··· DATA PROVIDED
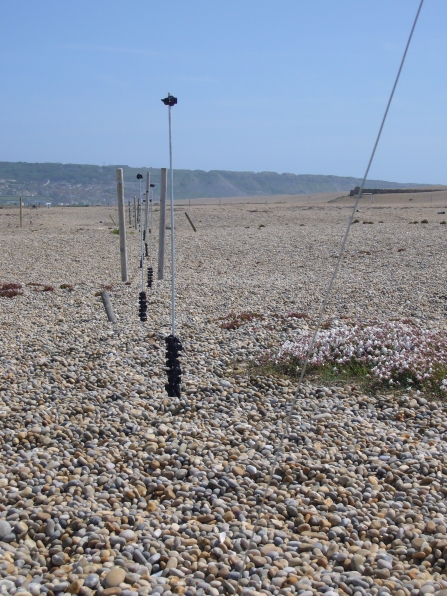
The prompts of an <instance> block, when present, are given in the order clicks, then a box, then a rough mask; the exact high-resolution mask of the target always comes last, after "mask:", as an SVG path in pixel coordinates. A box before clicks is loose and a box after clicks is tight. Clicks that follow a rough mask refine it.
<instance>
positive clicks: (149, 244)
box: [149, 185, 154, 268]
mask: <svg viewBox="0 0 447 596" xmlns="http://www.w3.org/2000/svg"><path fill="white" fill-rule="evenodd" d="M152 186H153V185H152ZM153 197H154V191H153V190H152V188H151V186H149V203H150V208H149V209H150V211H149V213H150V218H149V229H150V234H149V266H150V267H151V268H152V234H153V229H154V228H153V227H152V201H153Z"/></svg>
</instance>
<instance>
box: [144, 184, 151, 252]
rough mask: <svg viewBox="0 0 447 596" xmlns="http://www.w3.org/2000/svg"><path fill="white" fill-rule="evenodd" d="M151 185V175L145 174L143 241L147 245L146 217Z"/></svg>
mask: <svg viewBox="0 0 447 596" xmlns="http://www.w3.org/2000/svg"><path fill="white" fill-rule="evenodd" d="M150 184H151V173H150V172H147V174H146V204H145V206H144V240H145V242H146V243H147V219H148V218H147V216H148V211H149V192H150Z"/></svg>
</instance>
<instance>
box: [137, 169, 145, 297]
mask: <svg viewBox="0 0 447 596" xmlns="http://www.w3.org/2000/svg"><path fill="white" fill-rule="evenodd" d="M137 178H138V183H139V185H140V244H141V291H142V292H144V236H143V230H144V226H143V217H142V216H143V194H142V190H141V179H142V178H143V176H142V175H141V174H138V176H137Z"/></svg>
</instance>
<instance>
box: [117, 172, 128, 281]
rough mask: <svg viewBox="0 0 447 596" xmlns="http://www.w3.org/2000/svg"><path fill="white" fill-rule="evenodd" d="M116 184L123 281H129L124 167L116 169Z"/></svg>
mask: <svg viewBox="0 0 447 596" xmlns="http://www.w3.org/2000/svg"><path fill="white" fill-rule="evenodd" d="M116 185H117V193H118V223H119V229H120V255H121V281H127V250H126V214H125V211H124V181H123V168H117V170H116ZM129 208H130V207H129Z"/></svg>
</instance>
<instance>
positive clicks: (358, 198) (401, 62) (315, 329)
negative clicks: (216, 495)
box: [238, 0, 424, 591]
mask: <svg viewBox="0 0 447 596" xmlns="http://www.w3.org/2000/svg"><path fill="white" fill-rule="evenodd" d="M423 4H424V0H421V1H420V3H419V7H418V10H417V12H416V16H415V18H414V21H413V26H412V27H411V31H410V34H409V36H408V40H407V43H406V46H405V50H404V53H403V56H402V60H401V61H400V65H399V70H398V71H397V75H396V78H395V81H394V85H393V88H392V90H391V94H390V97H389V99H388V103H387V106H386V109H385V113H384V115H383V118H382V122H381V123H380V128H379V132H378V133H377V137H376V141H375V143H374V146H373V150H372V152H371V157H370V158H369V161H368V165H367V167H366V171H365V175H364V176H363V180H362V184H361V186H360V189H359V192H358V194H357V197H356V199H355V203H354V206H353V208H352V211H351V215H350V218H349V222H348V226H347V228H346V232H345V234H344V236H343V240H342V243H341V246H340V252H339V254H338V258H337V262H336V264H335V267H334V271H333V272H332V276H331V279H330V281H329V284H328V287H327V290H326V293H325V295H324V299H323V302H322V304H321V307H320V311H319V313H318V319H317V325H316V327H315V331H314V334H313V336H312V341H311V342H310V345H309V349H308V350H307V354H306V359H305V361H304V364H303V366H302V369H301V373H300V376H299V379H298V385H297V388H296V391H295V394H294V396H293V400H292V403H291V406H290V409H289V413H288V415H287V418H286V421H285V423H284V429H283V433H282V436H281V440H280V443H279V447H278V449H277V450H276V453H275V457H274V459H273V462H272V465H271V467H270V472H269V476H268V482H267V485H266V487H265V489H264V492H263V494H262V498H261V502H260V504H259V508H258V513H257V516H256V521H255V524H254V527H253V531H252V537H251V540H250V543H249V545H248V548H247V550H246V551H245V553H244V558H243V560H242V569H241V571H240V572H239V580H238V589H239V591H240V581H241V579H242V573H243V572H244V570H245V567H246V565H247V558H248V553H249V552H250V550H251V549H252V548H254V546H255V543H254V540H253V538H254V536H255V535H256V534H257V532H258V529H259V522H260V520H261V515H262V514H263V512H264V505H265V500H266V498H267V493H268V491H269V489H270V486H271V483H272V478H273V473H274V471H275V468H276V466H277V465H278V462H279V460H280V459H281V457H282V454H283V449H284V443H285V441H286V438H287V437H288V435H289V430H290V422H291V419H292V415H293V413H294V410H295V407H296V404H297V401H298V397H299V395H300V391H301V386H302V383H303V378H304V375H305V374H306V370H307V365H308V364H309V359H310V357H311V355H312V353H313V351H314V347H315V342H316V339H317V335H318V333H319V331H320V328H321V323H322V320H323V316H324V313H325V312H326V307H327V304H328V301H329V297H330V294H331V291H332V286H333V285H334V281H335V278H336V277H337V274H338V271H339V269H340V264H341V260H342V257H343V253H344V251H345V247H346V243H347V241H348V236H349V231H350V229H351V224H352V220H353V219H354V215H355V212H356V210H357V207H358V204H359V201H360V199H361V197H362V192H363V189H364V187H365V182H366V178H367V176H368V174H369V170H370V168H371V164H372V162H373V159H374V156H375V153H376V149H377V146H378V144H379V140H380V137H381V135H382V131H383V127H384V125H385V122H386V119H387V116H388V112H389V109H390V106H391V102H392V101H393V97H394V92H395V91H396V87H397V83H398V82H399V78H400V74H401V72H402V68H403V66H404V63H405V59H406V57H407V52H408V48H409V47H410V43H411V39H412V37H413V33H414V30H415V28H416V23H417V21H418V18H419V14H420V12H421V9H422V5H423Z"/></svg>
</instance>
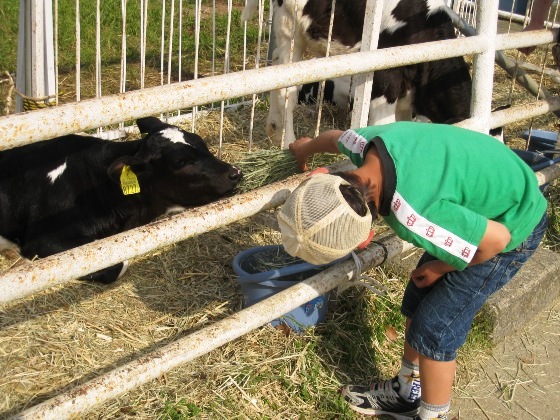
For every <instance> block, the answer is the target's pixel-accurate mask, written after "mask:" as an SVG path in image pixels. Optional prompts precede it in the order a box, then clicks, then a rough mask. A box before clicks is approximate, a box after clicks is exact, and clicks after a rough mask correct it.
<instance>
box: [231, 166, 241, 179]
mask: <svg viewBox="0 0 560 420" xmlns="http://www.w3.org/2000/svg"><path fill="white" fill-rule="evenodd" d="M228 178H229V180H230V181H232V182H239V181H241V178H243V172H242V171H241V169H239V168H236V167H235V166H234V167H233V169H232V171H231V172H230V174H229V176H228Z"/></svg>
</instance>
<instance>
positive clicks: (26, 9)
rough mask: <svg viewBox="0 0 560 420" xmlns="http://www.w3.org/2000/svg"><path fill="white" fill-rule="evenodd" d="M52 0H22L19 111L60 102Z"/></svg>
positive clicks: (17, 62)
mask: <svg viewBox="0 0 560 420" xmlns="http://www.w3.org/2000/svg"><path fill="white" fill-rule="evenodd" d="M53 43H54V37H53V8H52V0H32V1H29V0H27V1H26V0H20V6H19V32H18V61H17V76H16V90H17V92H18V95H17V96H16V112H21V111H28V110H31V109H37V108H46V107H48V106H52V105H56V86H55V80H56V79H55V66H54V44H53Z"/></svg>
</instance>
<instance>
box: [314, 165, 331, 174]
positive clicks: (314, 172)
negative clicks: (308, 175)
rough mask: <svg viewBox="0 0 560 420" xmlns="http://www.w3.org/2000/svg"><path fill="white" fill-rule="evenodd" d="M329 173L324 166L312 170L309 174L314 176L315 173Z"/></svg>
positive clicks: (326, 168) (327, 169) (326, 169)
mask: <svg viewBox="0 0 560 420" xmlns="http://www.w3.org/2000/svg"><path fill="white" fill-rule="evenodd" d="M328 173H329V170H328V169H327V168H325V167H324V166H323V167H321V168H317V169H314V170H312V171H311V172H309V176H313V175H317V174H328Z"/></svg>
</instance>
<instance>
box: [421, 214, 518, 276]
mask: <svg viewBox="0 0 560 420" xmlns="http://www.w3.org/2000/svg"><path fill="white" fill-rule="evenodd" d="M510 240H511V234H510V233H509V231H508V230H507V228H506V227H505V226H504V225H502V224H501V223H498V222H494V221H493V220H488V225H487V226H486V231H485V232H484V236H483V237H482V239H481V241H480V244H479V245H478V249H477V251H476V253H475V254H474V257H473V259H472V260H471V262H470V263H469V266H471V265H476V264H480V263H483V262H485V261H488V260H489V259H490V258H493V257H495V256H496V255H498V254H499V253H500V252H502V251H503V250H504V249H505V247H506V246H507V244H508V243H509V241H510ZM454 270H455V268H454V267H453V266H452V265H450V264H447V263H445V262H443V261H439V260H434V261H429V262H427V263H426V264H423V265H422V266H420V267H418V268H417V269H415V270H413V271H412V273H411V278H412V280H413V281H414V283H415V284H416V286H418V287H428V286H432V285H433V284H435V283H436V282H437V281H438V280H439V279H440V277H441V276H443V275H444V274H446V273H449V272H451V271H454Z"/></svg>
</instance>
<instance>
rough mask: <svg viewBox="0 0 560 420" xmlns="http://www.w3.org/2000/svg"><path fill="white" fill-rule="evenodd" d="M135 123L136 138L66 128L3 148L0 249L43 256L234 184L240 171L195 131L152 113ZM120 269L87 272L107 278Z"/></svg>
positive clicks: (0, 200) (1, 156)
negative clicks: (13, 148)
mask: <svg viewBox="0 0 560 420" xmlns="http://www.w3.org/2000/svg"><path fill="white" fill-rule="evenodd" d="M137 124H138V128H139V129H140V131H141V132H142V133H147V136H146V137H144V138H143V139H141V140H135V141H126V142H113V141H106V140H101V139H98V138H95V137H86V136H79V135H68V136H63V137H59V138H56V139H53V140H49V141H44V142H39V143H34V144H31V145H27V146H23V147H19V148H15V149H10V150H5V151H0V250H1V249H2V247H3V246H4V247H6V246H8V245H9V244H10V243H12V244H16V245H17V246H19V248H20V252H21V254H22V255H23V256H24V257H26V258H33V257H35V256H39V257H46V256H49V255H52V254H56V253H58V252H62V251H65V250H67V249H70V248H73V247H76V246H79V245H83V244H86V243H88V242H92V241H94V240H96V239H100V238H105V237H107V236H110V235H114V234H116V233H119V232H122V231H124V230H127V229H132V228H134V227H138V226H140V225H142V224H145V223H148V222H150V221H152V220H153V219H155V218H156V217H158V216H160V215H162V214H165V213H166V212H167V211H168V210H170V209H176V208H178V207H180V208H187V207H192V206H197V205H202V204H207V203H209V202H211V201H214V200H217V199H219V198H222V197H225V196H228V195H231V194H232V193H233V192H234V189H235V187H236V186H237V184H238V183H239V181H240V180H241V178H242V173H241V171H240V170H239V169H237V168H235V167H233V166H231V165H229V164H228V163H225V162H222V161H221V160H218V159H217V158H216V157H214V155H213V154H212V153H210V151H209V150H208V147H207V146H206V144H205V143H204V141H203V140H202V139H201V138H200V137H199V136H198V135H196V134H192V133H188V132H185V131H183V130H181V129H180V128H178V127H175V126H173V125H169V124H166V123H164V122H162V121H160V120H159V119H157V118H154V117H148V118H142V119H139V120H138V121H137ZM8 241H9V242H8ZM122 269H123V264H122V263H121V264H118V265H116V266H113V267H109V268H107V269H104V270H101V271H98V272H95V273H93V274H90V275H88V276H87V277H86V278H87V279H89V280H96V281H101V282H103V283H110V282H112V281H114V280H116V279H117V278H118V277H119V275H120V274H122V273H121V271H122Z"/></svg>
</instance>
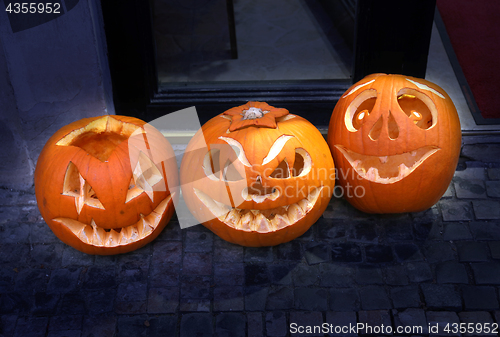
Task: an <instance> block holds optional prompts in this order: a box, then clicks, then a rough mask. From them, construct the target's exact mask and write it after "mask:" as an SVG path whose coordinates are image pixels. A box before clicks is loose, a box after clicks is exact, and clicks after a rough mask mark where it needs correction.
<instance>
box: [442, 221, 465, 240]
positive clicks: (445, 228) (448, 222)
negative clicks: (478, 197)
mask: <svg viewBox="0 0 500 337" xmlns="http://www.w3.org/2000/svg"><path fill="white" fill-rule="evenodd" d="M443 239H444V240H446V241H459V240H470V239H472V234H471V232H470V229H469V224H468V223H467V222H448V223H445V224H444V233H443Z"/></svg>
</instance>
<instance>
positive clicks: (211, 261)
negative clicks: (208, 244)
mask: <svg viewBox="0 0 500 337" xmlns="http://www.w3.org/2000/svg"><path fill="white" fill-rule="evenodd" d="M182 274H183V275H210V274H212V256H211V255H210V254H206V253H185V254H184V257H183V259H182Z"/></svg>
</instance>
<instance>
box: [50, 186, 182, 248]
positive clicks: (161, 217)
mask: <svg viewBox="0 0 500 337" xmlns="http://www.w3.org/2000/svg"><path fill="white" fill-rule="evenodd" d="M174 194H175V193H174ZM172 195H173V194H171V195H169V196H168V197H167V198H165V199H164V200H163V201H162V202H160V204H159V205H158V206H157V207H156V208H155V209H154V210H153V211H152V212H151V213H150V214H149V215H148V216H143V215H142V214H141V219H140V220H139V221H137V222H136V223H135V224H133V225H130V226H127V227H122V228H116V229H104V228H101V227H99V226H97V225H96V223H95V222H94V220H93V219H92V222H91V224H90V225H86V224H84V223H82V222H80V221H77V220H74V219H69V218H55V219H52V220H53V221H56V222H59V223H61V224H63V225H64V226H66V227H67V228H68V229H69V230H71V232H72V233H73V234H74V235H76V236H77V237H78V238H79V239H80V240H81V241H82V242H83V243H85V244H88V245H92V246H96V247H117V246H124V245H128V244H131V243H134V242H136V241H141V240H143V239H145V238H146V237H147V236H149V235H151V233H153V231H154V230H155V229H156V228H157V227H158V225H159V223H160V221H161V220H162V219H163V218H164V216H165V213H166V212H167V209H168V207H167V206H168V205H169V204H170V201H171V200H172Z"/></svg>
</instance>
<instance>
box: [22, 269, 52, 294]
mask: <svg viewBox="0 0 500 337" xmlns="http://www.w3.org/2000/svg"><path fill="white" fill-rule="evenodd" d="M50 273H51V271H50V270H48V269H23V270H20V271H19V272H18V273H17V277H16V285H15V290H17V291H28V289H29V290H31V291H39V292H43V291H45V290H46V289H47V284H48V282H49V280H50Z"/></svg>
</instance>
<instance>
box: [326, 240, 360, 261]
······
EXERCISE DIRECTIONS | Copy out only the lines of the records above from the one with "185V175L145 174L143 241L147" through the one with "box: [117, 172, 128, 281]", exactly as they stand, both included.

ANSWER TO THIS PROBLEM |
rough mask: <svg viewBox="0 0 447 596" xmlns="http://www.w3.org/2000/svg"><path fill="white" fill-rule="evenodd" d="M151 185V175L145 174L143 241L147 245L146 217Z"/></svg>
mask: <svg viewBox="0 0 447 596" xmlns="http://www.w3.org/2000/svg"><path fill="white" fill-rule="evenodd" d="M150 184H151V173H150V172H147V174H146V204H145V206H144V240H145V242H146V243H147V219H148V218H147V216H148V211H149V192H150Z"/></svg>
</instance>
<instance>
box: [137, 169, 145, 297]
mask: <svg viewBox="0 0 447 596" xmlns="http://www.w3.org/2000/svg"><path fill="white" fill-rule="evenodd" d="M137 178H138V183H139V185H140V244H141V291H142V292H144V236H143V230H144V226H143V217H142V216H143V194H142V190H141V179H142V178H143V176H142V175H141V174H138V176H137Z"/></svg>
</instance>
<instance>
box: [117, 172, 128, 281]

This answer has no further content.